> [Goal]
Extract all of the data and reproduce it precisely.

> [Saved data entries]
· · · · ·

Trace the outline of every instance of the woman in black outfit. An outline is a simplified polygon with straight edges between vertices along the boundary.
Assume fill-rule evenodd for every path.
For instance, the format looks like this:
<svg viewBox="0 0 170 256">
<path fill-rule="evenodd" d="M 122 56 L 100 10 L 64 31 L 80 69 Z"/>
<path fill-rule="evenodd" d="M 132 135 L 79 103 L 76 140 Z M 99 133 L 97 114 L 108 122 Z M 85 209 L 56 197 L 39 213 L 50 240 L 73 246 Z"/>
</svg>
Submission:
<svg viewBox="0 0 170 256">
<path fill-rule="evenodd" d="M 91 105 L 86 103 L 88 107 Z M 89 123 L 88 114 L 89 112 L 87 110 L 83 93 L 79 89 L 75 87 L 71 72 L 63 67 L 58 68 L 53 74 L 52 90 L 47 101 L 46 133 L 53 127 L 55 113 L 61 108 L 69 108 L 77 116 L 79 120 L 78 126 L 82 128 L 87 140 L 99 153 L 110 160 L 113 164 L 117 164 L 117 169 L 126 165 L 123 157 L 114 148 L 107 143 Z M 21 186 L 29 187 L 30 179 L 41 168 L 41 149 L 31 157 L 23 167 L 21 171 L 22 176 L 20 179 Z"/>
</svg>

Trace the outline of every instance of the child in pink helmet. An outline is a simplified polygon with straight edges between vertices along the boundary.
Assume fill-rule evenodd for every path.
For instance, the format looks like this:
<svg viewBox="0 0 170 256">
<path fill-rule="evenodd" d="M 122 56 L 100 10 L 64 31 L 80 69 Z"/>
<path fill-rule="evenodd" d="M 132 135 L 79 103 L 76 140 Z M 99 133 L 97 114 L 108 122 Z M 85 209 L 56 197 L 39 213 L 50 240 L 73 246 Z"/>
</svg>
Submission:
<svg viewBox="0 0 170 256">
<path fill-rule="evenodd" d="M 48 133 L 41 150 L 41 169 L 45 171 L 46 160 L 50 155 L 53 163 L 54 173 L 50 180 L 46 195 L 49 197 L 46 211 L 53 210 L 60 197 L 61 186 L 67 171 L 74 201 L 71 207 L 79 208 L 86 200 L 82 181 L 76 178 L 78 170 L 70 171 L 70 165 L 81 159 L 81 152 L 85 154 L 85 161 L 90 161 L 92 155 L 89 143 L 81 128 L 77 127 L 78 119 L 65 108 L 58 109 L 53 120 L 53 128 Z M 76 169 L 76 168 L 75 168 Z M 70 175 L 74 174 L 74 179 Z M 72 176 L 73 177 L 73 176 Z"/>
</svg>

· · · · ·

> [Reply]
Trace the outline of every instance of the woman in black outfit. An outline is a simplified polygon with straight edges between vertices along the boundary.
Assume fill-rule evenodd for every path.
For instance, the format looks like this:
<svg viewBox="0 0 170 256">
<path fill-rule="evenodd" d="M 122 56 L 100 10 L 64 31 L 80 69 Z"/>
<path fill-rule="evenodd" d="M 132 135 L 79 103 L 76 140 Z M 99 133 L 97 114 L 108 122 Z M 85 209 L 56 197 L 39 213 L 50 240 L 73 246 Z"/>
</svg>
Submission:
<svg viewBox="0 0 170 256">
<path fill-rule="evenodd" d="M 91 105 L 86 103 L 88 107 Z M 89 123 L 88 114 L 89 112 L 87 110 L 83 93 L 79 89 L 75 87 L 71 72 L 63 67 L 58 68 L 53 74 L 52 90 L 47 101 L 46 133 L 53 127 L 55 113 L 61 108 L 69 108 L 77 116 L 79 120 L 78 126 L 82 128 L 87 140 L 99 153 L 110 160 L 113 164 L 117 164 L 117 169 L 126 165 L 123 157 L 114 148 L 107 143 Z M 21 186 L 29 187 L 30 179 L 41 168 L 41 149 L 31 157 L 23 167 L 21 171 L 22 176 L 20 179 Z"/>
</svg>

Trace the outline of every instance of the child in pink helmet. An outline is a simplified polygon with straight edges between vertices along the boundary.
Assume fill-rule evenodd for every path.
For instance, the format looks like this:
<svg viewBox="0 0 170 256">
<path fill-rule="evenodd" d="M 122 56 L 100 10 L 64 31 L 80 69 Z"/>
<path fill-rule="evenodd" d="M 132 135 L 79 103 L 76 140 Z M 99 133 L 97 114 L 108 122 Z M 85 209 L 56 197 L 39 213 L 50 240 L 73 246 Z"/>
</svg>
Submission:
<svg viewBox="0 0 170 256">
<path fill-rule="evenodd" d="M 48 133 L 41 150 L 41 169 L 45 171 L 46 160 L 50 155 L 53 163 L 54 173 L 50 180 L 46 195 L 49 197 L 46 211 L 53 210 L 60 197 L 61 186 L 67 171 L 74 201 L 71 207 L 79 208 L 86 200 L 82 181 L 76 178 L 78 170 L 70 171 L 70 165 L 81 159 L 81 152 L 85 154 L 85 161 L 90 161 L 92 155 L 89 143 L 81 128 L 77 127 L 78 119 L 65 108 L 58 109 L 53 120 L 53 128 Z M 76 169 L 76 168 L 75 168 Z M 70 175 L 74 174 L 74 179 Z M 72 176 L 73 177 L 73 176 Z"/>
</svg>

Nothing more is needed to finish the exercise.